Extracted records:
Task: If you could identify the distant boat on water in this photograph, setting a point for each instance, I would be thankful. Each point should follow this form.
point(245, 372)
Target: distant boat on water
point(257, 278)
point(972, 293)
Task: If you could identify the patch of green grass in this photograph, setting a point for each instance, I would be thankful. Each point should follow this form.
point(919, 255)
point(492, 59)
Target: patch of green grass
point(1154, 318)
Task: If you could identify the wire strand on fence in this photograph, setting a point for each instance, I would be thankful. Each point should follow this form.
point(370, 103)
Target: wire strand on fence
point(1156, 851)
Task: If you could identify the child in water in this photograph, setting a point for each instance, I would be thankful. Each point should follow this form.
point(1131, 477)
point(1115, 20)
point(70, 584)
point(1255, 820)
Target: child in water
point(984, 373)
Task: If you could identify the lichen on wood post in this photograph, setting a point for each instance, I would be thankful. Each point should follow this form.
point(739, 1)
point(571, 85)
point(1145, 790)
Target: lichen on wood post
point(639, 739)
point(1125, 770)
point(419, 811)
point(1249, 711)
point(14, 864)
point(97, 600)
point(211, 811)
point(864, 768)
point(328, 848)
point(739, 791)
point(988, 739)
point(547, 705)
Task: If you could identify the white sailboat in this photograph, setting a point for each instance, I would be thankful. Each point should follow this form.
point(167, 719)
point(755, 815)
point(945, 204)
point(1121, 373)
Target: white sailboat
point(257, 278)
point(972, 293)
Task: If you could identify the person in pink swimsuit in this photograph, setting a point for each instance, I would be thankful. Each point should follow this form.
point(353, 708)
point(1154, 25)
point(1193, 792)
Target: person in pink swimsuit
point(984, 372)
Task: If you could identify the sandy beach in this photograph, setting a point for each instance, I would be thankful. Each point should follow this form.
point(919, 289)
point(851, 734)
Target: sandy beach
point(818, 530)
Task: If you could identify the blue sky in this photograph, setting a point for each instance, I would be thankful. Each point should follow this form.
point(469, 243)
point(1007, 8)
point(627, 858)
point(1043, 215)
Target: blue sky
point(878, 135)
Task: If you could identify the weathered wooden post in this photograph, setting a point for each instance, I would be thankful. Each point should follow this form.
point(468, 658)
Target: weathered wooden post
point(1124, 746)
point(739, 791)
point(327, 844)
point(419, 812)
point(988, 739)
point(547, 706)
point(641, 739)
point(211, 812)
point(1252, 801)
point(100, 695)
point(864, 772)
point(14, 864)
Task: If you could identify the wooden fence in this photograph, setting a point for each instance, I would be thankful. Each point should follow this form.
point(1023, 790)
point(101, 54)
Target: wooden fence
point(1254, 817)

(Goal):
Recast the listing above as a Markdown table with the columns "Row" and "Line", giving each line its own numbered row. Leave out any blank lines.

(Right answer):
| Row | Line |
|---|---|
| 1 | Task: If you could identify the distant boat on water in this photograph, setting a point for each instance, I would be thankful. Each point should follow this form. |
| 2 | point(245, 372) |
| 3 | Target: distant boat on water |
| 4 | point(257, 278) |
| 5 | point(972, 293) |
| 6 | Task: If you could identify the patch of green grass in this photograph, setting a point for each instance, I would be thankful. Each point should follow this form. |
| 7 | point(919, 255) |
| 8 | point(492, 59) |
| 9 | Target: patch of green grass |
| 10 | point(1154, 318) |
| 11 | Task: If you could identify the wire strand on fence in this photograph, setting a point for each instance, I would be thankful. Each point should follow this form. |
| 12 | point(370, 103) |
| 13 | Target: wire strand on fence |
| 14 | point(1156, 851) |
| 15 | Task: If you could identify the child in water in this photograph, setting a point for each instance, I would be thankful. Each point should follow this form. |
| 16 | point(1131, 477) |
| 17 | point(1115, 20) |
| 18 | point(70, 584) |
| 19 | point(1255, 820) |
| 20 | Target: child in water |
| 21 | point(984, 373) |
| 22 | Task: If you could identify the lichen on wood post in this photograph, setting a point for each instance, I would be thankful. Each point should follow this form. |
| 23 | point(739, 1) |
| 24 | point(571, 85) |
| 25 | point(1145, 790) |
| 26 | Target: lichen on wood post |
| 27 | point(639, 739) |
| 28 | point(1125, 770) |
| 29 | point(419, 811) |
| 30 | point(1249, 711) |
| 31 | point(14, 864) |
| 32 | point(97, 600) |
| 33 | point(211, 811) |
| 34 | point(864, 768) |
| 35 | point(328, 848) |
| 36 | point(739, 791) |
| 37 | point(988, 739) |
| 38 | point(547, 705) |
| 39 | Task: If you could identify the white sailboat in this photograph, setting a point for each instance, I would be thankful. Each point should follow this form. |
| 40 | point(167, 719) |
| 41 | point(755, 815) |
| 42 | point(945, 204) |
| 43 | point(1121, 373) |
| 44 | Target: white sailboat |
| 45 | point(257, 278) |
| 46 | point(972, 293) |
| 47 | Task: If you could identify the person in pink swimsuit in this photograph, setting a point for each instance, I would be thankful. Each point should follow this form. |
| 48 | point(353, 708) |
| 49 | point(1154, 25) |
| 50 | point(1193, 792) |
| 51 | Target: person in pink swimsuit |
| 52 | point(984, 372) |
| 53 | Task: If you could identify the sandy beach in this photograph, setting a point for each instance, I would be thankful. Each point should follow this form. |
| 54 | point(919, 289) |
| 55 | point(851, 734) |
| 56 | Target: sandy beach |
| 57 | point(818, 530) |
| 58 | Task: If you could identify the blue sky in this photograph, setting a point for each instance, I would be thankful. Each point should follow this form. |
| 59 | point(469, 243) |
| 60 | point(1007, 8) |
| 61 | point(627, 858) |
| 62 | point(1043, 215) |
| 63 | Target: blue sky |
| 64 | point(878, 135) |
| 65 | Task: If you could identify the weathered wooden post in this photograph, setting a point for each instance, I would be thankful. Each point should follow this form. |
| 66 | point(468, 658) |
| 67 | Target: weathered wooden post |
| 68 | point(1124, 746) |
| 69 | point(739, 791) |
| 70 | point(327, 844) |
| 71 | point(419, 812) |
| 72 | point(988, 739) |
| 73 | point(547, 706) |
| 74 | point(641, 739) |
| 75 | point(211, 812) |
| 76 | point(1252, 801) |
| 77 | point(100, 695) |
| 78 | point(864, 772) |
| 79 | point(14, 864) |
| 80 | Task: If you could identify the wooden fence in this photograph, setting a point for each instance, I would be thankful. Each point should follow this form. |
| 81 | point(1023, 790) |
| 82 | point(101, 54) |
| 83 | Target: wooden fence |
| 84 | point(1254, 817) |